> [Текст отрывка]:
□ □ □ □ □ □ □

Отец, человек сильный и властный по натуре, подчиняющий своему влиянию всех, с кем ближе сталкивается, неспособен, однако, овладеть душой сына. Разлад между отцом и сыном, их взаимное непонимание и отчужденность составляют в известной мере центральный момент драмы.
Арнольд Крамер, вполне справедливо считающий себя неизмеримо выше толпы пошлых бонвиванов из золотой буржуазной молодежи, подвергается, однако, их постоянным насмешкам из-за своей злосчастной внешности и не менее злосчастной бедности, которая к тому же не дает ему возможности удовлетворить свою жажду жизни… Все это озлобляет его против всего на свете, в том числе и против родной семьи.
Он влюбляется в дочь трактирщика, но та мало склонна дарить свое внимание бедному горбатому юноше, мстящему злыми карикатурами трактирным завсегдатаям за их грубые издевательства над ним.
В один особенно злосчастный день, после тяжелого объяснения с отцом, снова отвергнутый трактирной Лизой, осмеянный и даже избитый компанией пьяных вертопрахов, один из которых, числящийся женихом Лизы, показывает несчастному художнику подвязку своей невесты, Арнольд Крамер выбегает из трактира и освобождается от жизни посредством самоубийства.
Отец прочитывает на лице мертвого сына (каким именно образом, сказать не умею) те лучшие черты его характера, которые при жизни скрывались в нем незамеченными, а теперь вызваны смертью наружу, – прочитывает и примиряется с сыном… Таков остов драмы.
Гауптман присваивает художнику Крамеру некое нравственное величие. Но величие познается только тогда, когда разрешается соответственными поступками. В драме же Гауптмана Крамер не совершает никаких поступков, которые характеризовали бы его со стороны его исключительного духа, а взамен этого другие действующие лица характеризуют Крамера в своих речах. Им, этим другим лицам, помогает и сам Крамер, который постоянно нравопоучает окружающих, уснащая свои речи такими словами, как: «слышите ли», «понимаете», «знаете ли», имеющими, по-видимому, целью пригвоздить внимание слушателей к глубине речей старого художника. И незачем, конечно, говорить, что такой прием, в силу которого главное действующее лицо, дающее свое имя всей драме, не действует, а резонирует и выясняет перед зрителями свою нравственную физиономию главным образом при помощи речей других лиц, крайне несценичен и даже антихудожествен и уже взятый сам по себе способен провалить драму.
Но оставим в стороне этот крупный художественный дефект и посмотрим, каким представляется читателю Михаил Крамер, в результате общих усилий обрисовать его духовный облик.

□ □ □ □ □ □ □

> [Задание 1]: Скопируйте дословно все записи, приведённые ниже, а картинки пропустите.

> [Исходные записи]:
□ □ □ □ □ □ □

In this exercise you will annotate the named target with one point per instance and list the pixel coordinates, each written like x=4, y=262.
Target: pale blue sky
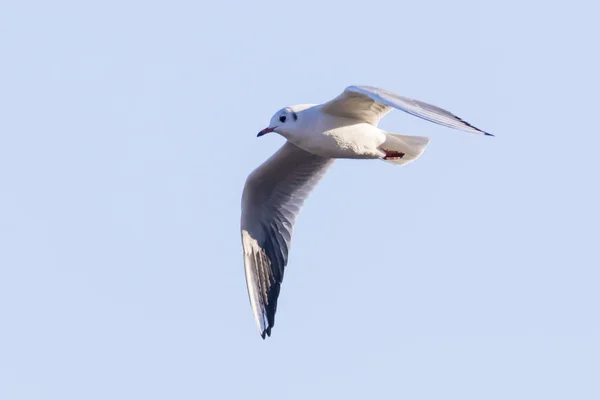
x=128, y=129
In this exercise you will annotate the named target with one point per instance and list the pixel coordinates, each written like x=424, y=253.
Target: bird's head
x=288, y=122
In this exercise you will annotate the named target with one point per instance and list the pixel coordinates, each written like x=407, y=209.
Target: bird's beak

□ □ □ □ □ □ □

> [Задание 2]:
Ответьте по отрывку о драме Гауптмана:
(а) В кого влюбляется Арнольд Крамер?
(б) Чем он мстит трактирным завсегдатаям за издевательства?
(в) Какими словами старый художник Крамер уснащает свои речи?

> [Правильный ответ 1]:
In this exercise you will annotate the named target with one point per instance and list the pixel coordinates, each written like x=4, y=262.
Target: pale blue sky
x=128, y=129
In this exercise you will annotate the named target with one point per instance and list the pixel coordinates, each written like x=424, y=253.
Target: bird's head
x=288, y=122
In this exercise you will annotate the named target with one point per instance and list the pixel coordinates, each written like x=407, y=209.
Target: bird's beak

> [Правильный ответ 2]:
(а) В дочь трактирщика, Лизу.
(б) Злыми карикатурами.
(в) «Слышите ли», «понимаете», «знаете ли».